### [THE TASK]
Search the records for the string "crowd", then copy each line that has it.

EXERCISE MATERIAL section start

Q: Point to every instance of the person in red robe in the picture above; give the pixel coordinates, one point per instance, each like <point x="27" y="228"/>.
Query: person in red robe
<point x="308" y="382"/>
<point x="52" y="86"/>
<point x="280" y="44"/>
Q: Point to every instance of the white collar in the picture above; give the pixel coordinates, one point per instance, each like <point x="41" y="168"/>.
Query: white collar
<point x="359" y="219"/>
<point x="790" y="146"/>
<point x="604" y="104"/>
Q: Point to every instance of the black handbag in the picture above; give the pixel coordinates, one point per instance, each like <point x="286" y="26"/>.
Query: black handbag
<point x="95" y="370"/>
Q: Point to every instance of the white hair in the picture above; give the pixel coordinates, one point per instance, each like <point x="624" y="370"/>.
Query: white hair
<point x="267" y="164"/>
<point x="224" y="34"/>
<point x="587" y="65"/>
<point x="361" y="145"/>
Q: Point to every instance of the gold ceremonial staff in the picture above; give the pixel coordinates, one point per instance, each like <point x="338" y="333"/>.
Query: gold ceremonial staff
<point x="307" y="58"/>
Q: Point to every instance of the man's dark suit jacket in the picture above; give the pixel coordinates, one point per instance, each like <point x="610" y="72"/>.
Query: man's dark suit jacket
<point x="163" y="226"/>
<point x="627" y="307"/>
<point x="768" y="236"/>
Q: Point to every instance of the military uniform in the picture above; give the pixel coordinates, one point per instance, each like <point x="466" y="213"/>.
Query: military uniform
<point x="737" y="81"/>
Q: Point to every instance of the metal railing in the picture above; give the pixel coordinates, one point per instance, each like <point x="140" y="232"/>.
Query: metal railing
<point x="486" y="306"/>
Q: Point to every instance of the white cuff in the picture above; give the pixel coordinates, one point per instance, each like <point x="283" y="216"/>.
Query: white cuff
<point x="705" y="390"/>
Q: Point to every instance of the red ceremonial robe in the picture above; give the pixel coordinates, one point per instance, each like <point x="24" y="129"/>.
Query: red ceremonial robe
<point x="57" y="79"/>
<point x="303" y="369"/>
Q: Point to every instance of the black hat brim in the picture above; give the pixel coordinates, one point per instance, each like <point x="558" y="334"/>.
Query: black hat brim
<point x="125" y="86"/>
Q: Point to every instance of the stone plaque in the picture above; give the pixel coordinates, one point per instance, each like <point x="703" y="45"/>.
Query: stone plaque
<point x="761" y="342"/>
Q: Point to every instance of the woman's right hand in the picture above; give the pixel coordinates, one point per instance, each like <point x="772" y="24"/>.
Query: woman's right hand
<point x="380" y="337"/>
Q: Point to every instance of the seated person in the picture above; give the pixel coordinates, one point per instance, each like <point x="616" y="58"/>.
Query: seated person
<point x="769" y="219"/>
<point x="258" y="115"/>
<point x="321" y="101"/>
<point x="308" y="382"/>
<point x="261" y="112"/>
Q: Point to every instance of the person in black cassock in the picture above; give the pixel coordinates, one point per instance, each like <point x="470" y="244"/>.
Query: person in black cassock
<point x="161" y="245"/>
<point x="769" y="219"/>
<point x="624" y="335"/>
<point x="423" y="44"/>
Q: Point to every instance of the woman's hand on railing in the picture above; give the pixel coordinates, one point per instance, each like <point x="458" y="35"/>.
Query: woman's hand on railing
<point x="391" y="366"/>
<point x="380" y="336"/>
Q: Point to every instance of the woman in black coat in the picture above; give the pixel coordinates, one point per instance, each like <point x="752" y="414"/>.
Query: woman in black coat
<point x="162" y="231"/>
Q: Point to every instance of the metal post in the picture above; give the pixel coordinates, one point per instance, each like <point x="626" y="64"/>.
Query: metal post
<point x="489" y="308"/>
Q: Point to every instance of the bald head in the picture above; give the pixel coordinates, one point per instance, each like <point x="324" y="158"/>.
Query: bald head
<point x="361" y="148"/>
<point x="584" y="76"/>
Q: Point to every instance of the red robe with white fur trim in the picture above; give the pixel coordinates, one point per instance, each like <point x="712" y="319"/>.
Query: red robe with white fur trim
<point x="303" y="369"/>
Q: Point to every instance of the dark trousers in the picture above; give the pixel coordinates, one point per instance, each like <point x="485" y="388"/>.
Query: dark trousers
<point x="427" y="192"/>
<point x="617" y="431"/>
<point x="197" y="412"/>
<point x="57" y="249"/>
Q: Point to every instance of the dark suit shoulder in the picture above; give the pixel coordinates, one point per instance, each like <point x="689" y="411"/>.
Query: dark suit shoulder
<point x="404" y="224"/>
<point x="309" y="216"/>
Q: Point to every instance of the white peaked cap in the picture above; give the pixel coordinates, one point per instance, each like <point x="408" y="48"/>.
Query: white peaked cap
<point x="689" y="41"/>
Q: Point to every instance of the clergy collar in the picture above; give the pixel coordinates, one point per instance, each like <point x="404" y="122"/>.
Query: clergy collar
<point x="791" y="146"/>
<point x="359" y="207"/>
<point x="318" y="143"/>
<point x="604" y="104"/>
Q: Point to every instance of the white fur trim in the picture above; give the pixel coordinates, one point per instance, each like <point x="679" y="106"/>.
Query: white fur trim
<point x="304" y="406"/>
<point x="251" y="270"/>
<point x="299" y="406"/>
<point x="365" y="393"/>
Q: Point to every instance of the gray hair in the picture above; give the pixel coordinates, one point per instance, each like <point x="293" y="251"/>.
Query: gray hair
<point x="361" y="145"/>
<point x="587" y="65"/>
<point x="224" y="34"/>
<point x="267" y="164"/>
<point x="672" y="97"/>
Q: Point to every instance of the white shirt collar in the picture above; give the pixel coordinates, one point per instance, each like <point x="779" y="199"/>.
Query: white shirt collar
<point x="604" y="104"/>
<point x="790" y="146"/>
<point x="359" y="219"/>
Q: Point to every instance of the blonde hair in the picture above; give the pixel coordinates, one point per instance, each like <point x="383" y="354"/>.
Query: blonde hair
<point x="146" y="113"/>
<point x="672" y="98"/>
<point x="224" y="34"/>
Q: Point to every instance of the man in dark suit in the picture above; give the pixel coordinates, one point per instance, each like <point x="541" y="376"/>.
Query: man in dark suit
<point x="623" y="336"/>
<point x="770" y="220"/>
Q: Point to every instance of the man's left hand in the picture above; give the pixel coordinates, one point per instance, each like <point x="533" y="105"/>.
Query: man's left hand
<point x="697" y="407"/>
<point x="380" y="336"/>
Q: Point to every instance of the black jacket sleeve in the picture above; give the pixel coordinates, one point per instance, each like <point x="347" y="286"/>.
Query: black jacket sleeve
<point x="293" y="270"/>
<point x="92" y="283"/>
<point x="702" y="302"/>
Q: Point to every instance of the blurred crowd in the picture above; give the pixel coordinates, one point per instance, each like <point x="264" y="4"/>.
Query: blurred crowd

EXERCISE MATERIAL section end

### [RESULT FOR THIS EXERCISE]
Q: Point to every instance of the blurred crowd in the picture above; give the pixel coordinates, one point per instance, each like <point x="264" y="4"/>.
Query: blurred crowd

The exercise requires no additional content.